* ÜBUNGSAUFGABEN:
A - Welches Vorgehen empfiehlt Deanne im Forumsauszug über Altweiber und die Edeka-Öffnungszeiten, um die Öffnungszeiten der eigenen Filiale zu klären?
B - Setze den Forumsauszug über Altweiber und die Edeka-Öffnungszeiten nach seinem letzten Satz fort.

* QUELLENAUSZUG:
* * *

Rofl woher sollen wir wissen 
wann dein Edeka um die Ecke auf hat? Wenn ich dir jetzt sage 22uhr (weils hier so ist) 
muss da noch lange nicht bei dir genauso sein.

Guck edeka.de 
IMMER GOOGLEN BEVOR MAN IRGENDWAS FRAGT!! IMMER!! 


			Dieser Inhalt steht nur eingeloggten Mitgliedern zur Verfügung.
        

 musste sein ^^


----------



## Arosk (11. Februar 2010)

Hier heißts Hemdglunki *g*


----------



## Deanne (11. Februar 2010)

Altweiber ist nicht Rosenmontag. Die Geschäfte haben zumindest in meiner Umgebung alle ganz normal geöffnet. Und ich denke, mit deinem Edeka wird es sich nicht anders verhalten. Einfach auf die Homepage gehen, deine Filiale suchen und dann anrufen. Hilft immer.


----------



## Asayur (11. Februar 2010)

Bei uns nennt sich das "Schmutziga Donstig" (Schmutziger Donnerstag) und da werden die Bräten gestohlen *g*


----------



## Winipek (11. Februar 2010)

Deanne schrieb:


> *Altweiber* ist nicht Rosenmontag. Die Geschäfte haben zumindest in meiner Umgebung alle ganz normal geöffnet. Und ich denke, mit deinem Edeka wird es sich nicht anders verhalten. Einfach auf die Homepage gehen, deine Filiale suchen und dann anrufen. Hilft immer.

* * *

* ERFASSTE DATEN:
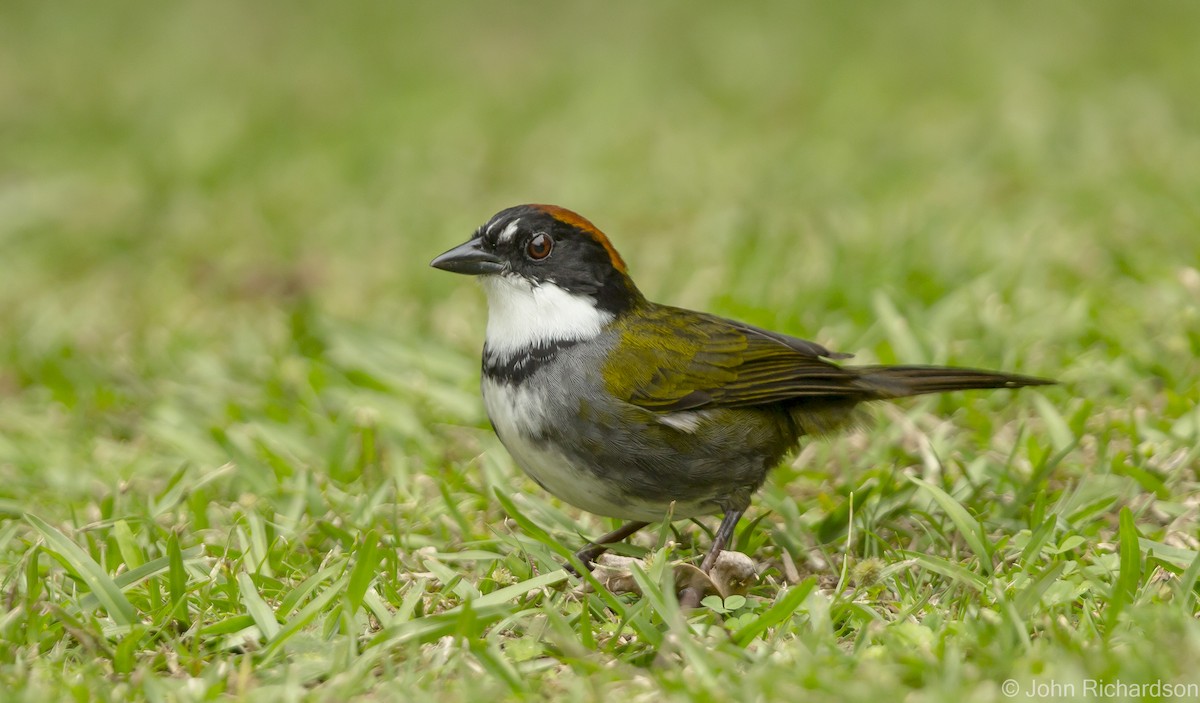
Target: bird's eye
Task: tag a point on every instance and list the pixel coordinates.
(539, 246)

* * *

* LÖSUNGEN:
A - Auf die Homepage gehen, die eigene Filiale suchen und dort anrufen.

B -
Ist das nicht irgendwie im Sommer ?


			Dieser Inhalt steht nur eingeloggten Mitgliedern zur Verfügung.


----------



## Asayur (11. Februar 2010)

Das ist der Altweibersommer, aber das muss was anderes sein^^


----------



## Winipek (11. Februar 2010)

Bei uns im Norden gibts jedenfalls keine "Möchtegernfeiertage"-da hat der Edeka entweder bis 20 Uhr auf oder es ist Sonntag 


			Dieser Inhalt steht nur eingeloggten Mitgliedern zur Verfügung.


----------



## Silmyiél (11. Februar 2010)

so siehts aus und wozu gibts eig. www.gidf.de


----------



## Dominau (11. Februar 2010)

Asayur schrieb:


> Bei uns nennt sich das "Schmutziga Donstig" (Schmutziger Donnerstag) und da werden die Bräten gestohlen *g*




bei uns auch 


			Dieser Inhalt steht nur eingeloggten Mitgliedern zur Verfügung.
        

 und alle laufen mit komischen pelzen, hörnern und schwarzen gesichtern in die schuul..


----------



## Noxiel (11. Februar 2010)

Da sich hier wohl niemand selbst erbarmt beim Edeka anzurufen und ich auch finde, dass das der TE sehr gut selbst erledigen kann, schließe ich ab. Wirklich hilfreiche Antworten erwarte ich nicht mehr.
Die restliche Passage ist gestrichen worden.